■ **CHALLENGE**
Retype the entries below exactly as they appear, leaving out the pictures.

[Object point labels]
• • •

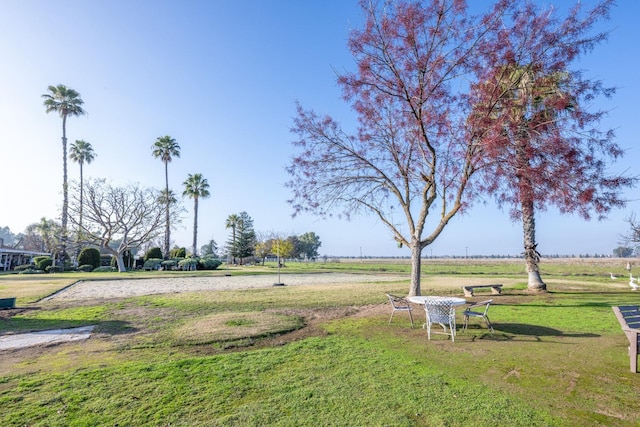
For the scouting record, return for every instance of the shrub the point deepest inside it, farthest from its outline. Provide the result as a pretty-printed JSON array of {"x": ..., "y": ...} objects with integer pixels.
[
  {"x": 89, "y": 256},
  {"x": 178, "y": 253},
  {"x": 127, "y": 258},
  {"x": 188, "y": 264},
  {"x": 169, "y": 264},
  {"x": 31, "y": 271},
  {"x": 209, "y": 264},
  {"x": 105, "y": 260},
  {"x": 153, "y": 253},
  {"x": 152, "y": 264},
  {"x": 42, "y": 262},
  {"x": 105, "y": 269}
]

• • •

■ **FULL ANSWER**
For the scouting record, return for every instance of the shrub the point deepest inside it, farthest from its outline. Provide the result as a pretty-printed JSON array of {"x": ..., "y": ...} objects with integer pixels.
[
  {"x": 89, "y": 256},
  {"x": 178, "y": 253},
  {"x": 127, "y": 258},
  {"x": 188, "y": 264},
  {"x": 169, "y": 264},
  {"x": 31, "y": 271},
  {"x": 209, "y": 264},
  {"x": 105, "y": 260},
  {"x": 153, "y": 253},
  {"x": 152, "y": 264},
  {"x": 42, "y": 262},
  {"x": 105, "y": 269}
]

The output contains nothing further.